Copy the lines word for word. Begin at the line that contains "Exercise. Mark the clear" and end with the final line of the data.
(Data records Opens)
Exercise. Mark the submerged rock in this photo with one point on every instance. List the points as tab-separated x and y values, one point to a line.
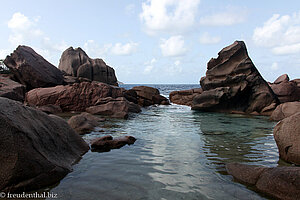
11	89
106	143
76	97
287	137
36	150
147	96
84	123
184	97
32	70
116	108
278	182
75	62
232	83
285	110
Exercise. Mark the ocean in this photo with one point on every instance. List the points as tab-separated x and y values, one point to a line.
179	154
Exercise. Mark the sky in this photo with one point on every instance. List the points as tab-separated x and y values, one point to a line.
157	41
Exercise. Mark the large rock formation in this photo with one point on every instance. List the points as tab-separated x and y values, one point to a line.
75	62
76	97
232	83
285	110
36	150
287	137
184	97
11	89
84	123
116	108
278	182
147	96
286	90
32	70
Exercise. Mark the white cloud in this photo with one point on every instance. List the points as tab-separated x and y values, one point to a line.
205	38
93	49
230	16
124	49
280	33
25	31
149	66
275	66
130	9
286	49
174	46
4	53
174	16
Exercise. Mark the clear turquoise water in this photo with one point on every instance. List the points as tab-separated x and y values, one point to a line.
179	154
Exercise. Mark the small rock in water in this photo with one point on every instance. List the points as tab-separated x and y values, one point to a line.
106	143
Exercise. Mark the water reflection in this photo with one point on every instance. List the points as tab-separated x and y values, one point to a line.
236	138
(Data records Closes)
- Written reply
Exercise. Mark the clear turquoise water in this photo with one point on every instance. List the points as tab-separated x and y values, one point to a line.
179	154
Exercise. Mark the small rock in water in this photo with one point on every instance. List the points as tab-separated x and y values, one point to a line.
106	143
Exercise. Mark the water reflection in this photo with one point on every instance. List the points as tab-separated x and y values, one point to a line.
236	138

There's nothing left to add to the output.